:: Provided material ::

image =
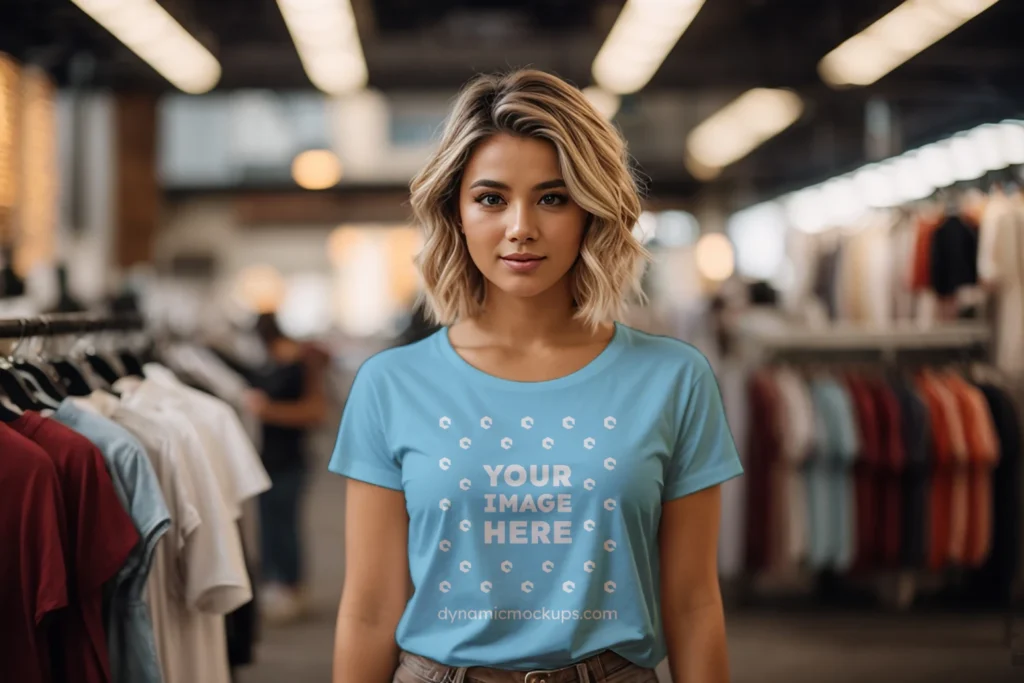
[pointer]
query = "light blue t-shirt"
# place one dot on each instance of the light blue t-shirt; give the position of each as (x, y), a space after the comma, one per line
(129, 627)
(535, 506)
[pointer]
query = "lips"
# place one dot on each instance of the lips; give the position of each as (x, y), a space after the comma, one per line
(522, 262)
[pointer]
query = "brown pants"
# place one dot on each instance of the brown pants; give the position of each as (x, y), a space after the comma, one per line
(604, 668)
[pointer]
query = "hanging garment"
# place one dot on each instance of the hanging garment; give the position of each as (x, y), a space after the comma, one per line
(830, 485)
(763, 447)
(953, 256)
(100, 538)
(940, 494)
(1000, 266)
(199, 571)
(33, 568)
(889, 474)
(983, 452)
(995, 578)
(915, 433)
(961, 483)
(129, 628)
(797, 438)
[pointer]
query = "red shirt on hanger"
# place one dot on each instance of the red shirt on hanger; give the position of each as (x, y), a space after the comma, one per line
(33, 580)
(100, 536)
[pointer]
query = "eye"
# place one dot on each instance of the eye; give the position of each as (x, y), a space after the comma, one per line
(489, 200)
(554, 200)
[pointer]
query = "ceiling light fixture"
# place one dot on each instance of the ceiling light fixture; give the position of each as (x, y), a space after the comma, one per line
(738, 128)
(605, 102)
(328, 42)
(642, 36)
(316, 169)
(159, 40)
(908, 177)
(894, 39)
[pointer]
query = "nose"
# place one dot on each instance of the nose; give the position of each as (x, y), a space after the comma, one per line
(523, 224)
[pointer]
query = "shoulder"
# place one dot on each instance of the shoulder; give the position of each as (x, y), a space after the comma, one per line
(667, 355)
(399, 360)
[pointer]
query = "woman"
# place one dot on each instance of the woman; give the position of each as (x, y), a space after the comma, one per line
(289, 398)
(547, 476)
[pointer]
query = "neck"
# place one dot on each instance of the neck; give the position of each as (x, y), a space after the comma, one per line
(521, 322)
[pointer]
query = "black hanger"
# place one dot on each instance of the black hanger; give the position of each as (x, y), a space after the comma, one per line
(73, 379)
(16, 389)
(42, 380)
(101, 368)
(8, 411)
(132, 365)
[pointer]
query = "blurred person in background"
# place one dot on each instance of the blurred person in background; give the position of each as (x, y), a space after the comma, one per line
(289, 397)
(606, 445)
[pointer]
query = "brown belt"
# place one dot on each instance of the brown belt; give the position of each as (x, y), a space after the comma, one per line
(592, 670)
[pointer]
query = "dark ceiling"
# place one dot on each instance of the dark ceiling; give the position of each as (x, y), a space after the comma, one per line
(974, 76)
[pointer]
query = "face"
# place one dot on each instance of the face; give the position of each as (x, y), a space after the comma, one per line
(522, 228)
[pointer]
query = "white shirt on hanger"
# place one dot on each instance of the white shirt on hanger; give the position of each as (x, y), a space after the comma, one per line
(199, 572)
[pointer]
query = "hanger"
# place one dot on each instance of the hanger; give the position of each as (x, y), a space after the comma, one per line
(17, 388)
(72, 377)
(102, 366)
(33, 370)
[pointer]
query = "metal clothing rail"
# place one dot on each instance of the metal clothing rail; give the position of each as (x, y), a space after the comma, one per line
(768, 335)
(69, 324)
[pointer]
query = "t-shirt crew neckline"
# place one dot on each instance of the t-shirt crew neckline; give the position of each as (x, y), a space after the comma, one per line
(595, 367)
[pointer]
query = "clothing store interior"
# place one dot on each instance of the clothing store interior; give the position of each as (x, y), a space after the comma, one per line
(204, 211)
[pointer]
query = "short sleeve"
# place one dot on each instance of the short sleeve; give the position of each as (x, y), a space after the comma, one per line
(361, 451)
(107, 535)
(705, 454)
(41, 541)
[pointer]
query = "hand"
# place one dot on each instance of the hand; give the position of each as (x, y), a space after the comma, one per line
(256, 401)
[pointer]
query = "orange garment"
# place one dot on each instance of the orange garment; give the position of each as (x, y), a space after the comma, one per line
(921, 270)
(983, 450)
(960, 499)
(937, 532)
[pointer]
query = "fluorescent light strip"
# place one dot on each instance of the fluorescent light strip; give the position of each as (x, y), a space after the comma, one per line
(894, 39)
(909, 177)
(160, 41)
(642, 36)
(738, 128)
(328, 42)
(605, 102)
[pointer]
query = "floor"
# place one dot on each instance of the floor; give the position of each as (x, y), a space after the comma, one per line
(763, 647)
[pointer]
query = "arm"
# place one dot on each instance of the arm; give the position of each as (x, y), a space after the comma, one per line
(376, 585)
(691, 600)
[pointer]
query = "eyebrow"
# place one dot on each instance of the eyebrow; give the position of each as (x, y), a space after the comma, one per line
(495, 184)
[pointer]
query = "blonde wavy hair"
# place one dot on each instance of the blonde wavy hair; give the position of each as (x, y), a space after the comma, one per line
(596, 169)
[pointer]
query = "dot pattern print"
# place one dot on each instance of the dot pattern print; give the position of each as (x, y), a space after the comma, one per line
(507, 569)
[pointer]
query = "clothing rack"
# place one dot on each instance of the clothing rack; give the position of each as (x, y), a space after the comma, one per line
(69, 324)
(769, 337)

:::

-- How to complete this task --
Transcribe every entry exactly, omitting pictures.

-- Your response --
image =
[pointer]
query = "light blue t-shirt"
# place one dot on each instance of the light blue t-shirt; give the position of each as (x, y), a space after the comma, one per line
(129, 627)
(535, 506)
[pointer]
query = "lips"
# place one dot on each instance of the lips; give the position of each as (x, y), a space after the comma, one per line
(522, 262)
[pointer]
query = "brown pants"
# place one dot on each instance of the brown pants; give the position of each as (x, y), a space after the comma, one per line
(604, 668)
[pointer]
query = "hanging garment"
# place one dot on each instance of the hanging garment; give the position of each as (x, y), a space after the comma, one per line
(830, 485)
(763, 447)
(953, 256)
(100, 538)
(940, 494)
(1000, 266)
(199, 571)
(33, 568)
(889, 474)
(983, 452)
(995, 578)
(915, 433)
(961, 483)
(129, 628)
(797, 438)
[pointer]
query = "red shirt on hanger"
# place one dot on each instance of the red shirt on hanger; give the position of each as (x, y), a space after the comma, one per line
(33, 580)
(100, 536)
[pointer]
query = "eye"
# place one dot on each instance of the eye; give the position of each as (x, y), a space after the comma, one per line
(489, 200)
(554, 200)
[pointer]
query = "ceiling light fixture"
# place one dot on each instance of the ceiling light fixture; give the position of each as (x, y), a space after the comma, one per line
(738, 128)
(605, 102)
(328, 42)
(642, 36)
(316, 169)
(159, 40)
(908, 177)
(894, 39)
[pointer]
query = "nose"
# place one dot on each instance of the nose; give the position of each as (x, y), a space after the comma, one per line
(523, 224)
[pointer]
query = "shoulder"
# place one dot on each instance of the shoulder; give the position of each as (x, y), a space after the comma, one per line
(667, 355)
(399, 360)
[pointer]
query = "woman"
# place one dot on each instance of the woman; give the position of each as (x, y), a space after the comma, one per line
(289, 398)
(547, 476)
[pointer]
query = "neck"
# place one dot on each instance of the neck; give the position of each as (x, y), a space after the comma, one per line
(521, 322)
[pointer]
query = "black hanger"
# place one dot on each instance of the black hanger; give the position of each as (x, y), a space after the comma, one per line
(73, 379)
(16, 389)
(42, 380)
(101, 368)
(8, 411)
(132, 365)
[pointer]
query = "blurred person in background"
# place one dot on each instance of the blurred person in background; give the position of each as (x, y), a space after the comma, one per line
(289, 397)
(606, 445)
[pointer]
query = "brown belt"
# place one dot on each instance of the brown belt; give the position of each as (x, y), a space after the comma, one per line
(592, 670)
[pointer]
query = "dark ceiling"
# place one dot on each instance of the dark ceiling; give the position of each as (x, y), a space after the comma, one per line
(974, 76)
[pointer]
query = "face"
# place one dot on each instance of the face; give the position of each as (x, y), a space after the comma, one per line
(522, 228)
[pointer]
query = "white shirt on hanger"
# place one dot on each instance of the white shirt on hanger; give the position of each as (x, y), a space after the comma, one per line
(199, 572)
[pointer]
query = "hanger"
# place one dot on each instance of the hanger; give the position of each as (x, y), a space after the comma, one per line
(17, 388)
(72, 377)
(102, 366)
(33, 370)
[pointer]
query = "metal clothing rail"
# place one dot on each instance of the metal clothing rail; give the position of each as (x, y), a space after the comma, one per line
(768, 335)
(69, 324)
[pointer]
query = "t-shirt crew neckline"
# place one dot on each instance of the t-shirt crew neckline; give the position of each as (x, y), a space after the comma, one per line
(595, 367)
[pointer]
query = "clothing store interior"
# place one dot on each instance of the clothing store interior; give the position of each as (x, y), a space after the comma, one per line
(204, 211)
[pointer]
query = "short sleeve"
# place one dot on each instance of the short sleeve; give the position of each as (x, y), a space after the comma, one per line
(361, 451)
(107, 535)
(705, 454)
(41, 541)
[pointer]
query = "hand"
# place one dot on each instance of the hand; give the position of each as (x, y), a space after the comma, one per line
(256, 401)
[pointer]
query = "orange garment"
# place one dot on each instance of the orange garment; give the position of each as (x, y), a space after the comma, one per line
(921, 270)
(983, 450)
(960, 499)
(937, 532)
[pointer]
query = "fluorescent light strip"
# place one dot on each instance of the fluorescent light strip; give the position of each as (x, y), a space after the comma, one per line
(894, 39)
(909, 177)
(160, 41)
(642, 36)
(738, 128)
(328, 42)
(605, 102)
[pointer]
query = "floor"
# place one dot on each instance of the floor; give the position of each as (x, y), a space after the comma, one per line
(763, 647)
[pointer]
query = "arm"
# place one dot on each instance of the arm; give the position of each as (x, y), a space after the comma, one per line
(376, 585)
(691, 600)
[pointer]
query = "eyebrow"
# place one dot on each instance of the eyebrow; give the position of each as (x, y), a space after the comma, one per line
(495, 184)
[pointer]
query = "blonde wavy hair"
# place one dot on each instance of the blonde wavy hair; give the position of each as (x, y), a space after the comma, one per line
(596, 169)
[pointer]
query = "dot pattern print"
# place one dot on each instance of the dot pattern print; give the position of each as (x, y), a space after the comma, one per line
(507, 569)
[pointer]
query = "clothing rack"
# place one dot on each instance of the clothing rack; give the position of each as (x, y), a space after the comma, one per line
(69, 324)
(769, 337)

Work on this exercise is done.